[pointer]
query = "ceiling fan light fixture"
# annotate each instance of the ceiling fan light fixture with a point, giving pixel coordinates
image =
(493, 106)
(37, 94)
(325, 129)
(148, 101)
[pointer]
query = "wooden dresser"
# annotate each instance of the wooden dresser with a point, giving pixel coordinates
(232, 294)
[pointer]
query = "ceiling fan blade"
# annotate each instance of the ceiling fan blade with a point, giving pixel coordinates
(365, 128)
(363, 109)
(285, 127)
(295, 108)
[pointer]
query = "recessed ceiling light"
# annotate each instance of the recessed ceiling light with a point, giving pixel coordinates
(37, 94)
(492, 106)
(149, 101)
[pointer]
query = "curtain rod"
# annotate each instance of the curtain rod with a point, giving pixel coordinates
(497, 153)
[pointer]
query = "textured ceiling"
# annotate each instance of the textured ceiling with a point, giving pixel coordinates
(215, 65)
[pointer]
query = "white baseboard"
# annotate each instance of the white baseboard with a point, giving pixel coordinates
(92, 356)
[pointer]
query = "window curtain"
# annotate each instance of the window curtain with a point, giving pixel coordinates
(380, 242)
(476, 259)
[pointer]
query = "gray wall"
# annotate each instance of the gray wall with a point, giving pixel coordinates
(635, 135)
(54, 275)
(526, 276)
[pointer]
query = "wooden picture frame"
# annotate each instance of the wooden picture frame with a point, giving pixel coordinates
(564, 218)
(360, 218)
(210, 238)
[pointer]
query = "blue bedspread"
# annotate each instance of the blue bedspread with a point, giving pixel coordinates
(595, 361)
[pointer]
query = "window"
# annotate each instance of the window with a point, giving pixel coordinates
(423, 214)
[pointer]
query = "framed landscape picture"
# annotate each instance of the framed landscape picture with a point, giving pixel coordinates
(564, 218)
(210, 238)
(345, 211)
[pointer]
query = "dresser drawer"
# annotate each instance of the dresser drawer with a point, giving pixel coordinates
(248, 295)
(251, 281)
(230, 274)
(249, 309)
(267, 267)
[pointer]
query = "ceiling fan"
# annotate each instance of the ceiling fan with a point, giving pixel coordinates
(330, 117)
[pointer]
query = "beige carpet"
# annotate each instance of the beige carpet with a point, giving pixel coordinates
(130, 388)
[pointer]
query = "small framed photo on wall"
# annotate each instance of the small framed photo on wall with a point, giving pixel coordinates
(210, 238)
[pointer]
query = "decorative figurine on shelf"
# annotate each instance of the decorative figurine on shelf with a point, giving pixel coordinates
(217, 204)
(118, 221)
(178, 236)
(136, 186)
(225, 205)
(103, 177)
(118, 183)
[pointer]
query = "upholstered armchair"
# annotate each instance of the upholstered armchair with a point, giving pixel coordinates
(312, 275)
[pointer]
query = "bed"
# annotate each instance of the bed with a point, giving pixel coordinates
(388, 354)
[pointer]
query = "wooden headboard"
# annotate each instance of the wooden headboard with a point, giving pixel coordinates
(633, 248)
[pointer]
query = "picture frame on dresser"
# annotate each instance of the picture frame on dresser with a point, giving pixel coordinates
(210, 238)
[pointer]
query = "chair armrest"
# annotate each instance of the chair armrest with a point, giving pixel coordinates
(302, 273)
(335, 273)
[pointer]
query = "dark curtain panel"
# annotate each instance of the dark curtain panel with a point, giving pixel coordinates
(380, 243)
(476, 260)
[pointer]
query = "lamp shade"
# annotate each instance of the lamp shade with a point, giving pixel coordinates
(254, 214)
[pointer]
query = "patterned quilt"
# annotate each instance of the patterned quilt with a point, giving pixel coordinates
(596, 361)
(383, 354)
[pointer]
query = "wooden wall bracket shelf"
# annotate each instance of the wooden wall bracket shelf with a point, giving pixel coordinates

What to produce: With every line kept whole, write out the records again exactly.

Response area:
[pointer]
query = "ceiling fan light fixture"
# annotate each instance of the ceiling fan light fixture with a point, giving pixel coordinates
image =
(493, 106)
(37, 94)
(325, 129)
(148, 101)
[pointer]
query = "wooden dresser"
# annotate each instance of the wooden dresser with a point, giving pixel coordinates
(232, 294)
[pointer]
query = "ceiling fan blade"
# annotate each instance of the ceiling fan blade with a point, giving pixel coordinates
(365, 128)
(363, 109)
(285, 127)
(295, 108)
[pointer]
query = "recessed ceiling light"
# annotate each instance of the recessed ceiling light with a point, giving pixel coordinates
(37, 94)
(492, 106)
(149, 101)
[pointer]
query = "curtain rod"
# annotate each instance of the curtain rod with a point, giving pixel coordinates
(497, 153)
[pointer]
query = "textured ceiling"
# annotate each instance of the textured ceiling with a point, giving pixel coordinates
(215, 65)
[pointer]
query = "white baseboard"
# annotate each instance of the white baseboard with a point, giving pixel coordinates
(92, 356)
[pointer]
query = "window curtain"
# annotate each instance of the window curtain with a point, giving pixel coordinates
(380, 242)
(476, 259)
[pointer]
query = "gray wall"
# annotate each instance of the gray wall with a point, giving pixel coordinates
(635, 135)
(54, 275)
(526, 276)
[pointer]
query = "wooden picture frame"
# annotate each instance of the wooden picture frame with a point, giving pixel coordinates
(564, 218)
(360, 218)
(210, 238)
[pointer]
query = "blue bedspread"
# annotate each instance of the blue bedspread with a point, giving pixel coordinates
(595, 361)
[pointer]
query = "window"
# annotate each instance of the window with a point, giving pixel coordinates
(423, 214)
[pointer]
query = "framed landscape picture"
# annotate each instance of the framed landscape picture with a point, giving pixel coordinates
(564, 218)
(210, 238)
(345, 211)
[pointer]
query = "dresser drawer"
# annotate each instance of the dresser drawer with a point, giving pixel coordinates
(248, 295)
(251, 281)
(230, 274)
(249, 309)
(267, 267)
[pointer]
query = "ceiling fan"
# annotate each instance of the ceiling fan with a point, giving pixel coordinates
(330, 117)
[pointer]
query = "beige carpet"
# annotate each instance of the beige carpet with a point, giving pixel coordinates
(130, 388)
[pointer]
query = "small framed photo on wall"
# annotate each instance of the small framed photo on wall with a point, giving pixel coordinates
(210, 238)
[pointer]
query = "decorative figurine on shelf"
# annotate each instance of the decorative figurine on shelf with a point, giving pixel coordinates
(217, 204)
(118, 221)
(178, 236)
(136, 186)
(225, 205)
(103, 177)
(118, 183)
[pointer]
query = "upholstered armchair"
# annotate each instance of the upholstered armchair with a point, giving pixel coordinates
(312, 275)
[pointer]
query = "bed"
# annotate each instance of the bed with a point, giving pixel coordinates
(388, 354)
[pointer]
query = "wooden headboard"
# annotate each instance of the wooden headboard with a point, giving pixel coordinates
(633, 248)
[pointer]
query = "picture frame on dresser"
# annotate each instance of the picture frame on dresser with a point, giving pixel coordinates
(210, 238)
[pointer]
query = "chair armrest"
# annotate each instance of the chair armrest with a point, giving pixel coordinates
(302, 273)
(335, 273)
[pointer]
query = "dark curtain panel"
# annotate each instance of the dark curtain panel with a point, giving pixel coordinates
(380, 243)
(476, 260)
[pointer]
query = "lamp shade"
# annotate each instance of the lamp shade with a point, giving pixel coordinates
(254, 214)
[pointer]
query = "patterned quilt"
# annotate each instance of the patterned quilt with a point, giving pixel coordinates
(596, 361)
(383, 354)
[pointer]
query = "wooden wall bracket shelf"
# annotate each instance of the wooden wall bracket shelf with a point, giving pixel coordinates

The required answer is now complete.